§ **SET PROBLEM**
Reproduce every record below verbatim, leaving out the pictures.

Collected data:
-- Start --

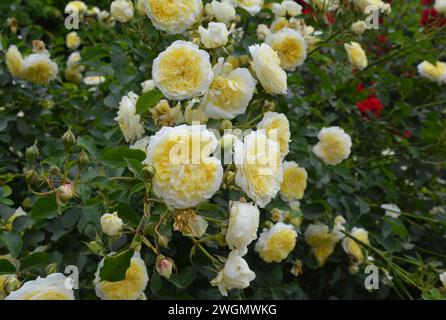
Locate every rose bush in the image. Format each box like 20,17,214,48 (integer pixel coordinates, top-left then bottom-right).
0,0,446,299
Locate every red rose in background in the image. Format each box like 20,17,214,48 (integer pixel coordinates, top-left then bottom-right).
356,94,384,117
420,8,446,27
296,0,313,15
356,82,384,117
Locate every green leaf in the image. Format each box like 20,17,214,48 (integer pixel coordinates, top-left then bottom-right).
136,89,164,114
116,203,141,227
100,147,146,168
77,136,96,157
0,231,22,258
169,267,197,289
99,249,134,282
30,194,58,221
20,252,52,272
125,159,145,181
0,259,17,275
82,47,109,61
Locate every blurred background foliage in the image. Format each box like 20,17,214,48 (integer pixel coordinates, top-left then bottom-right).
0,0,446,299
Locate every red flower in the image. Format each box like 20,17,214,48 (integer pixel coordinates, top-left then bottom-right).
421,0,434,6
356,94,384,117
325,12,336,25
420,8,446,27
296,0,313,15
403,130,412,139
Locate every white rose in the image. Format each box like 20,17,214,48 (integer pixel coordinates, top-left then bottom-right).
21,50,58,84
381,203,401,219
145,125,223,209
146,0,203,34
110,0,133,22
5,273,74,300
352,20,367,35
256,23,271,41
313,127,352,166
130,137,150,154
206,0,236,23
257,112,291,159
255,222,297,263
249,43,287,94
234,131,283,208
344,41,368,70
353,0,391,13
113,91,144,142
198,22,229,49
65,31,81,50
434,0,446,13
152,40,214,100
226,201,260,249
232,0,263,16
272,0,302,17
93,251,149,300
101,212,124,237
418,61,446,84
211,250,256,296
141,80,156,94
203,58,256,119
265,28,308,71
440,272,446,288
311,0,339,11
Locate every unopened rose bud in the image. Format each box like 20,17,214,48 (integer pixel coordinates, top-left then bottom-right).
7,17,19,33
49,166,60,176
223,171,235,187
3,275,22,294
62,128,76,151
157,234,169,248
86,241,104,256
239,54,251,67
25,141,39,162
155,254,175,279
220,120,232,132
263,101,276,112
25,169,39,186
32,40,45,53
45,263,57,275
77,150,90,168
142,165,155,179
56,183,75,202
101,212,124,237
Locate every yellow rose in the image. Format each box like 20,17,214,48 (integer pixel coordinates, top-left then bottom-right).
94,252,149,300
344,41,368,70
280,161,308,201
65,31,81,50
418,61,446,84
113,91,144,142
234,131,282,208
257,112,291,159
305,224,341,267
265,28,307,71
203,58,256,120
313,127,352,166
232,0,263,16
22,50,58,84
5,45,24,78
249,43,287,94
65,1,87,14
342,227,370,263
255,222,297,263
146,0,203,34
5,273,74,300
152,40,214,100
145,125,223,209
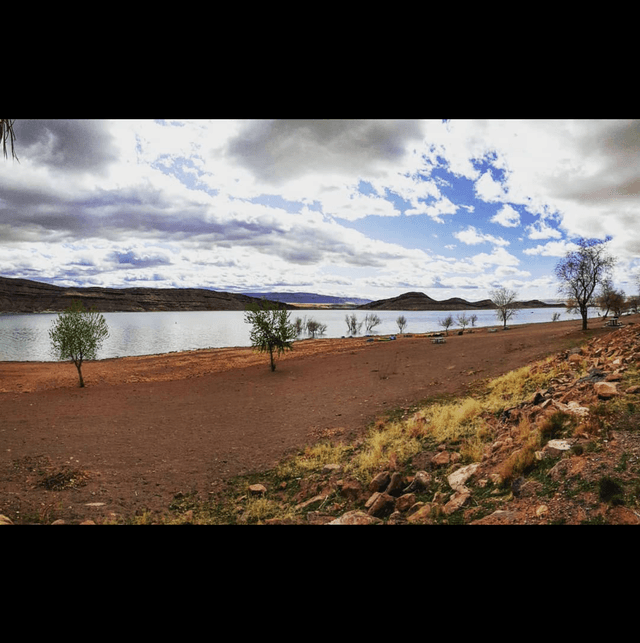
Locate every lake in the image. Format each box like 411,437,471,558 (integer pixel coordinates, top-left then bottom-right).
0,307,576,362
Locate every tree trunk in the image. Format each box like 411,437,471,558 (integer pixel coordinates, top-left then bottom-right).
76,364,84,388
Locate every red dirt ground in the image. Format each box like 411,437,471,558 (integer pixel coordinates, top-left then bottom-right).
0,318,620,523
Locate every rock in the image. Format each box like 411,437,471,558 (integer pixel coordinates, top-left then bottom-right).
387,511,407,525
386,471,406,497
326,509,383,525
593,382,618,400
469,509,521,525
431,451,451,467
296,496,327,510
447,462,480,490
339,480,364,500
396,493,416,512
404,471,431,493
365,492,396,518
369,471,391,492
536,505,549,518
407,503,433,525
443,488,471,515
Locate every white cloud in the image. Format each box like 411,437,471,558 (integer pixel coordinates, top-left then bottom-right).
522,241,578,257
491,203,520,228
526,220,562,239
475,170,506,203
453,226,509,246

-- End --

§ **RIGHT ANSWER**
Locate every rose bush in the image. Format each box like 20,17,214,48 (integer pixel coordinates, top-left then bottom-right).
0,0,446,299
Locate every red rose in background in the image. Format each box like 20,17,214,48 (integer pixel coordinates, top-left then bottom-right).
356,94,384,117
420,8,446,27
296,0,313,15
356,82,384,117
Locate every green leaf in the image. Format each box like 20,17,214,48 (integer pixel coordinates, top-left then bottom-right).
136,89,164,114
116,203,141,227
100,147,146,168
77,136,96,157
0,231,22,258
169,267,197,289
99,249,134,282
30,194,58,221
20,252,52,272
125,159,145,181
0,259,17,275
82,47,109,61
Locate every blurred background foliage in the image. Format each box like 20,17,214,48 (integer pixel coordinates, top-left then bottom-right).
0,0,446,299
Locate every red flower in the image. Format each box like 20,17,214,48 (integer pixel coordinates, top-left then bottom-right).
421,0,434,6
356,94,384,117
325,12,336,25
420,8,446,27
296,0,313,15
403,130,412,139
Locate every white rose in the image. Format each box like 20,17,214,48 (integer pixel coordinates, top-left then bottom-right).
21,50,58,84
381,203,401,219
145,125,223,209
146,0,203,34
110,0,133,22
5,273,74,300
352,20,367,35
256,23,271,41
313,127,352,166
130,137,150,154
206,0,236,23
257,112,291,159
255,222,297,263
249,43,287,94
234,131,283,208
344,41,368,70
353,0,391,13
113,91,144,142
198,22,229,49
65,31,81,50
434,0,446,13
152,40,214,100
226,201,260,249
232,0,263,16
272,0,302,17
93,251,149,300
101,212,124,237
418,61,446,84
211,250,256,296
141,80,156,94
203,58,256,119
265,28,308,71
440,272,446,288
311,0,339,11
Locate every unopened rose bud in the image. Format each box like 20,17,214,48 (integer pixel coordinates, top-left then bottom-right).
7,17,19,33
49,166,60,176
223,171,235,187
3,275,22,294
62,128,76,151
157,234,169,248
86,241,104,256
239,54,251,67
25,141,39,162
155,254,175,279
220,120,232,132
263,101,276,112
25,169,39,186
32,40,45,53
45,263,57,275
77,150,90,168
142,165,155,179
56,183,75,202
101,212,124,237
Locate every yellow rose in the image. Format each box like 20,17,214,48 (integer pixel coordinates, top-left then bottom-right).
94,252,149,300
344,41,368,70
280,161,308,201
65,31,81,50
418,61,446,84
113,91,144,142
234,131,282,208
257,112,291,159
305,224,341,267
265,28,307,71
203,58,256,120
313,127,352,166
232,0,263,16
22,50,58,84
5,45,24,78
249,43,287,94
65,1,87,14
342,227,370,263
255,222,297,263
146,0,203,34
5,273,74,300
152,40,214,100
145,125,223,209
Locate every lake in the image. Format each box like 411,437,471,558 (integer pixel coordinates, top-left then bottom-right).
0,307,576,362
Locate every tree trunk in the image. Format each box like 411,437,471,558 (integer pixel coordinates, top-left then bottom-right).
76,364,84,388
Locate every red dirt ground in the image. Format each box like 411,437,471,558 (integer pixel coordinates, top-left then bottom-right).
0,318,620,523
Locate every rock in the image. Format each box like 411,437,471,558 (integer pixel coordinates, top-left then bottom-right).
387,511,407,525
386,471,406,497
326,509,383,525
593,382,618,400
469,509,521,525
431,451,451,467
296,496,327,510
447,462,480,490
339,480,364,500
396,493,416,512
404,471,431,493
365,492,396,518
369,471,391,492
536,505,549,518
407,503,433,525
443,488,471,515
Locate every white cloud in the image. Format each box like 411,437,471,558 (integer pixel coordinates, top-left then bottom-right).
522,241,578,257
491,203,520,228
526,220,562,239
475,170,506,203
453,226,509,246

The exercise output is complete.